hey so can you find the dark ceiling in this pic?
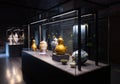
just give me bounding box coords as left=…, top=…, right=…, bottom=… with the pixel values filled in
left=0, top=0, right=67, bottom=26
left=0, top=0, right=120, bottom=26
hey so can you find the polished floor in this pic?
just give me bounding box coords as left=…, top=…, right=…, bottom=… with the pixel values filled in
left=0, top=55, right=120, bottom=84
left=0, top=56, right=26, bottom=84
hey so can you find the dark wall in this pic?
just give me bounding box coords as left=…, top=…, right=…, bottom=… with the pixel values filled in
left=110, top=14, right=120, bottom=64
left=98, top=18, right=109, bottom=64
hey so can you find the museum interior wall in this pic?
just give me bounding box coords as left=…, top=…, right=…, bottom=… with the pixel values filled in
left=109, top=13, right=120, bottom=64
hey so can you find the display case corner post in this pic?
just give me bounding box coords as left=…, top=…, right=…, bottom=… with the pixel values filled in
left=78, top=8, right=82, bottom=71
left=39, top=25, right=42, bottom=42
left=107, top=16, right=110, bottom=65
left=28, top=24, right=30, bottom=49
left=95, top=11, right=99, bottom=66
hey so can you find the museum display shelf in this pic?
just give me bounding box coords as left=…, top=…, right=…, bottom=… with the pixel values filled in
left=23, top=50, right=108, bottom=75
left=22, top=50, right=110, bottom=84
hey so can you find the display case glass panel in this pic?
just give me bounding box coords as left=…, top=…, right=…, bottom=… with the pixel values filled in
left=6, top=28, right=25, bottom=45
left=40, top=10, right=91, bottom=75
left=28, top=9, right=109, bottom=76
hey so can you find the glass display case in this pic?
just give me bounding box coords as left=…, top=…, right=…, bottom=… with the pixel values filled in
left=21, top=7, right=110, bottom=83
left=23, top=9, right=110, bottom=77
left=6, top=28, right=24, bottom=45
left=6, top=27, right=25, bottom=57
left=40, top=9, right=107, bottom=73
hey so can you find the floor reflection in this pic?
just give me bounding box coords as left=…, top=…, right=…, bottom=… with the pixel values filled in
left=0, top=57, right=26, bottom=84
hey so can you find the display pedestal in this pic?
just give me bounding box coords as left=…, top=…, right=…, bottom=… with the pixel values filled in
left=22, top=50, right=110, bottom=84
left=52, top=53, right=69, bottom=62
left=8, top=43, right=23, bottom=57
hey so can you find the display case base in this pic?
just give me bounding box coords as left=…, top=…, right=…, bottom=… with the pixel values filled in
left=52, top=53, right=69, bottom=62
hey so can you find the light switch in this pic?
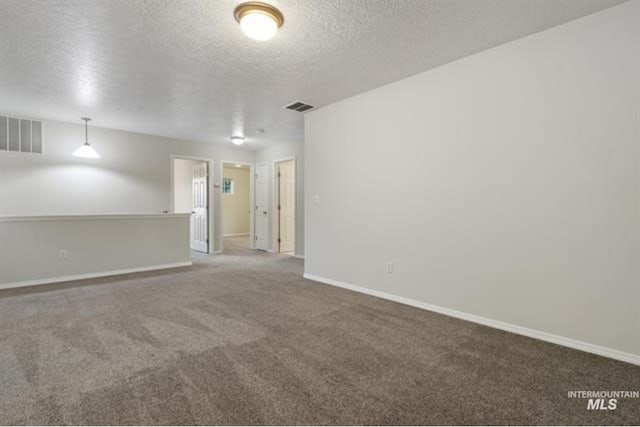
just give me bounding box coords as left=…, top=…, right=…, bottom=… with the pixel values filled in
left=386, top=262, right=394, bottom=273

◆ ◆ ◆ ◆

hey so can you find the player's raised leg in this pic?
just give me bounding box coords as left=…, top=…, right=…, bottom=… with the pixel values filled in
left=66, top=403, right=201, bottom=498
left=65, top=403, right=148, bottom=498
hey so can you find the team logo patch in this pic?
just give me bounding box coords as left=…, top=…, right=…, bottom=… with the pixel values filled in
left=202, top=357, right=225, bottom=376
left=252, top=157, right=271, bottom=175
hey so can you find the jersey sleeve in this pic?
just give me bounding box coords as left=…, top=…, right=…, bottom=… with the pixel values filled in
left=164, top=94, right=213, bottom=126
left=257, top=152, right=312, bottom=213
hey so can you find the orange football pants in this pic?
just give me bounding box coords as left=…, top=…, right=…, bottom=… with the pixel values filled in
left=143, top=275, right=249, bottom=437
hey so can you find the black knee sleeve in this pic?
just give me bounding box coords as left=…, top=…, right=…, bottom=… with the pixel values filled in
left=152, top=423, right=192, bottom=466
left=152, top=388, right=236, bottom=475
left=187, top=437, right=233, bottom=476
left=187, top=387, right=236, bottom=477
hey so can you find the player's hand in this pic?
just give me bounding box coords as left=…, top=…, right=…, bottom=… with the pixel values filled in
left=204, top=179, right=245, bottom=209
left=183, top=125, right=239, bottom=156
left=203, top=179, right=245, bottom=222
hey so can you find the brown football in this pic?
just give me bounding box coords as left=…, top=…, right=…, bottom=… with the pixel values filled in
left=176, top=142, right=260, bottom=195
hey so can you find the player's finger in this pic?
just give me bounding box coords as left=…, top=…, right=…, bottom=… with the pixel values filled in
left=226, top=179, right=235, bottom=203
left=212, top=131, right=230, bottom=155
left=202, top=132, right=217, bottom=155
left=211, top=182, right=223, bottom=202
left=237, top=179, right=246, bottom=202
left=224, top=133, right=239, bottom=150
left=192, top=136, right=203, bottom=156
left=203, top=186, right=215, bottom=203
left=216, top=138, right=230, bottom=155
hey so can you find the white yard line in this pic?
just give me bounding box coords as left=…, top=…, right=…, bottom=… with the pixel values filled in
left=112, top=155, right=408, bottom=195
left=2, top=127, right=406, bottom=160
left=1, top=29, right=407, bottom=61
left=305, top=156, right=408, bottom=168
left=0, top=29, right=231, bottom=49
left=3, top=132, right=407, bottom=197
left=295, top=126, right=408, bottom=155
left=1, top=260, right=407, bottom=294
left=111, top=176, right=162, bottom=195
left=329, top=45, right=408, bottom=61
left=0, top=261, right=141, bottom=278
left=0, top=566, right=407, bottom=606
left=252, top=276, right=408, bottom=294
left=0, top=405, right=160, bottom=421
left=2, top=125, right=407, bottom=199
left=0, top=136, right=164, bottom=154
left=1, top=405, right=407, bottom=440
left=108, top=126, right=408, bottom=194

◆ ◆ ◆ ◆

*Problem requirements*:
For the word "floor", please count the lines in the data where it appears and respond with the number only.

*Task output*:
2